▸ PROBLEM REQUIREMENTS: Rewrite the records below with "target" replaced by "object" and every other part left unchanged. Leave the pictures out of your answer.

▸ PROVIDED ENTRIES:
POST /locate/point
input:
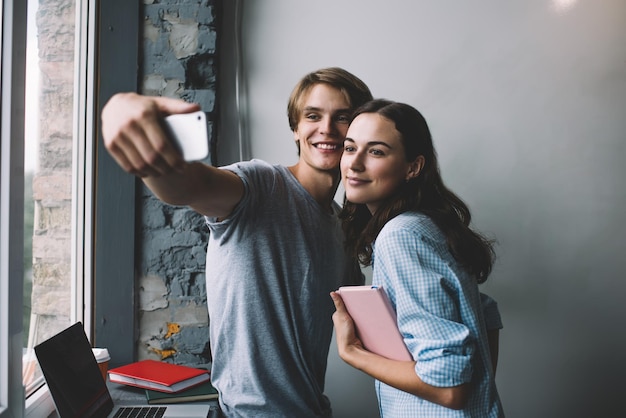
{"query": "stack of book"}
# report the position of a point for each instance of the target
(166, 382)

▸ THE RESULT:
POST /locate/point
input:
{"query": "stack of book"}
# report the position of a point for each instance of the object
(166, 382)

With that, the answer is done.